Text passage
-=-=-=-=-

Katikati ’2DRESQ’

Some of the Katikati ambulance team with their new ambulance, donated by the Wright Family Foundation. Photo: Bruce Barnard

The Wright Family Foundation has come “2DRESQ” of St John Katikati after donating a new ambulance to the area.

The ambulance will be on the roads, servicing Katikati and the surrounding community, after it is dedicated on Friday.

The Wright Family Foundation has funded the full $216,000 cost of the ambulance, and has also supplied a personalised plate for it: “2DRESQ” (to the rescue).

The ambulance is called “Benny”, after Hibiscus Coast boy Benny McSweeney whose life was saved by St John after he fell into a freezing pond when he was 20 months-old at Auckland Domain. Benny is now a happy and healthy 12-year-old.

Wright Family Foundation CEO Chloe Wright, who lives in Omokoroa, was inspired to donate an ambulance after reading Benny’s story in a letter from St John.

“I see Benny as everyone’s child,” says Chloe. “We are all vulnerable - everyone at some time has a connection to someone who needs an ambulance, and we are so fortunate to have this service available to us.

“St John does an incredible job and we are so grateful for their service, saving the lives of people just like Benny every day.”

Benny’s mother, Lydia McSweeney, says the family is forever grateful to St John for saving Benny’s life, and is honoured to have an ambulance named after their son.

St John territory manager Ross Clarke says the ambulance has an improved interior design based on feedback from ambulance officers, allowing staff to remain seated while treating patients. 

The ambulance comes with a PowerLoad Stryker Stretcher, making lifting and transporting patients easier and improving safety for patients and ambulance officers alike.

-=-=-=-=-

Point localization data
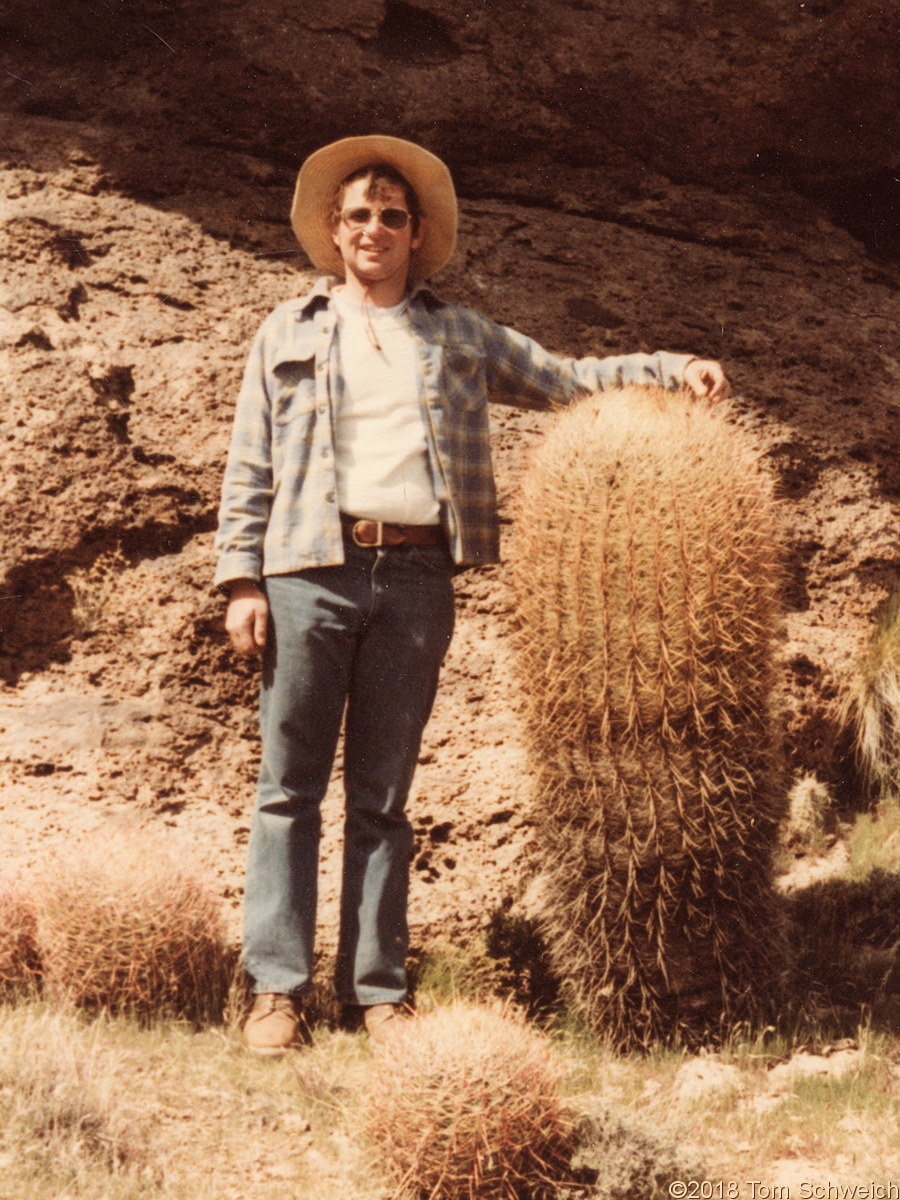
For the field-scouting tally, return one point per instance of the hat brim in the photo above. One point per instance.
(430, 179)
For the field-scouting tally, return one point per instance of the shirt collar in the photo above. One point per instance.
(325, 285)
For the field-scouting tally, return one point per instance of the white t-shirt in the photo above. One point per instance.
(381, 453)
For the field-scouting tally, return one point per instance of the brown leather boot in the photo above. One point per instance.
(274, 1025)
(383, 1023)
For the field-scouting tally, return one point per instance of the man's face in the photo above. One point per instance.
(375, 253)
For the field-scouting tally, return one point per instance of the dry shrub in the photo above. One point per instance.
(811, 817)
(124, 928)
(467, 1104)
(647, 576)
(19, 958)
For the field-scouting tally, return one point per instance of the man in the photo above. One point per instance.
(359, 480)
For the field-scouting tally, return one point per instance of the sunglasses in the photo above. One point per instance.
(391, 219)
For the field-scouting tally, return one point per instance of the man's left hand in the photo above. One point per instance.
(706, 379)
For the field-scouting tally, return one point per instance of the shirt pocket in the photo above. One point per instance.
(465, 377)
(293, 390)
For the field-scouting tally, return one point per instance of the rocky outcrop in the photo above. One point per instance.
(712, 178)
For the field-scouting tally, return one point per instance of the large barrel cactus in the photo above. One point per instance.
(647, 574)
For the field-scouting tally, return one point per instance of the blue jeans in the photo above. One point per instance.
(367, 639)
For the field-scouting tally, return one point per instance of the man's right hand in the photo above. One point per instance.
(247, 617)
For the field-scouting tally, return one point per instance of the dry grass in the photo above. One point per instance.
(19, 958)
(871, 706)
(97, 1109)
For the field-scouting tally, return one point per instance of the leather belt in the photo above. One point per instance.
(381, 533)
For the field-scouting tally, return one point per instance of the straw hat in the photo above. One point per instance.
(324, 169)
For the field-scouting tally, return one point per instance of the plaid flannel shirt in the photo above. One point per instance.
(279, 510)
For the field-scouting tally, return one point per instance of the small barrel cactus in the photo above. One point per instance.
(123, 927)
(468, 1105)
(647, 574)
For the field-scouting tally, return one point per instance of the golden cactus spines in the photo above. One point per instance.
(647, 579)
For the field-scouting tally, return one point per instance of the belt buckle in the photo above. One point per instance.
(367, 545)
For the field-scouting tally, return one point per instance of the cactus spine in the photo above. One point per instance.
(647, 579)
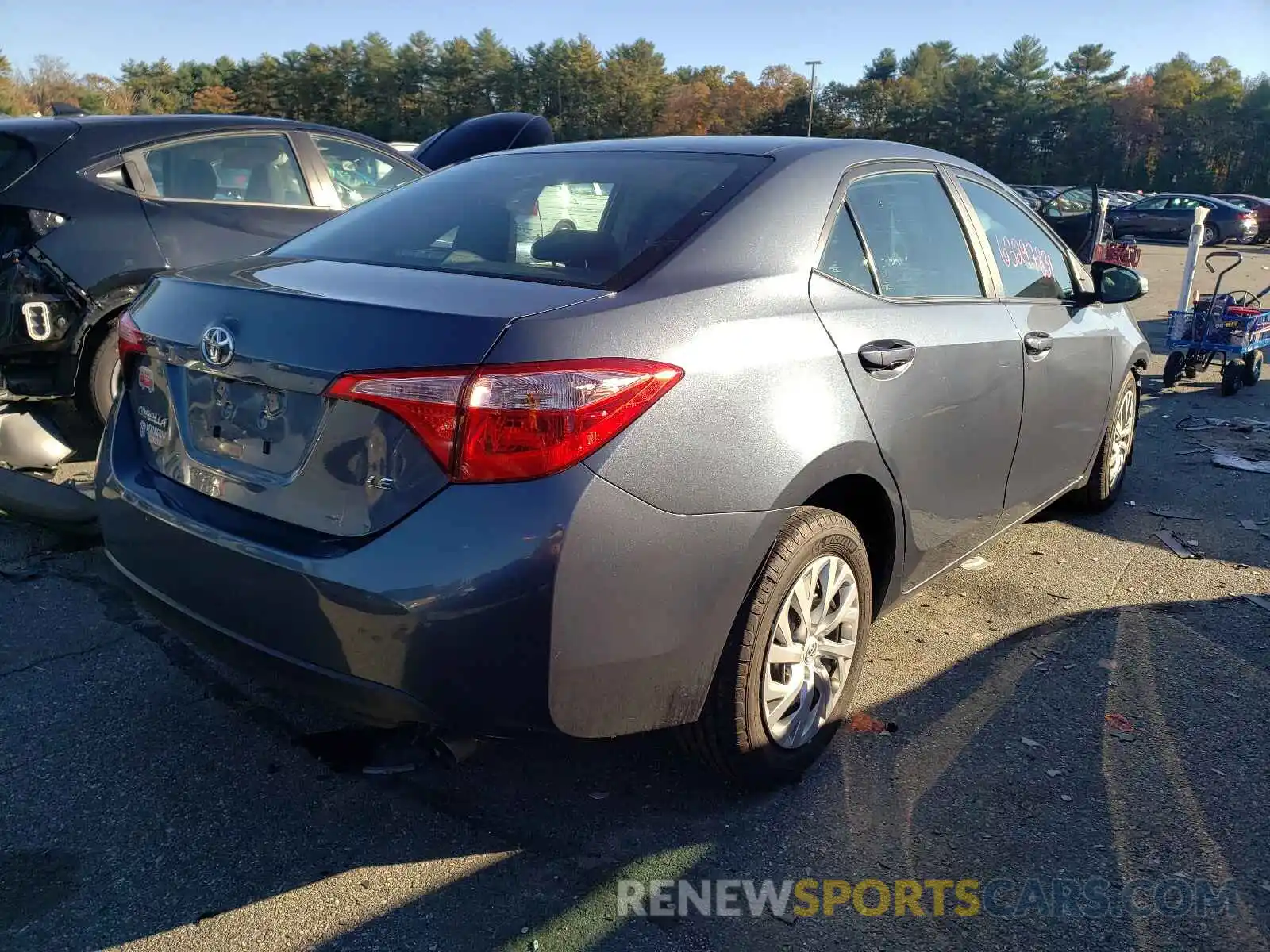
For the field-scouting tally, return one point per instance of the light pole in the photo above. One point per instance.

-=-=-=-=-

What you need to do
Do these statements agree with the Katikati ambulance article above? Answer yes or no for each and quote the words from the article that decide it.
1. The Wright Family Foundation paid only part of the ambulance's cost.
2. Benny McSweeney fell into a freezing pond at Auckland Domain.
3. Chloe Wright lives in Katikati.

Solution
1. No: "The Wright Family Foundation has funded the full $216,000 cost of the ambulance"
2. Yes: "he fell into a freezing pond when he was 20 months-old at Auckland Domain"
3. No: "who lives in Omokoroa"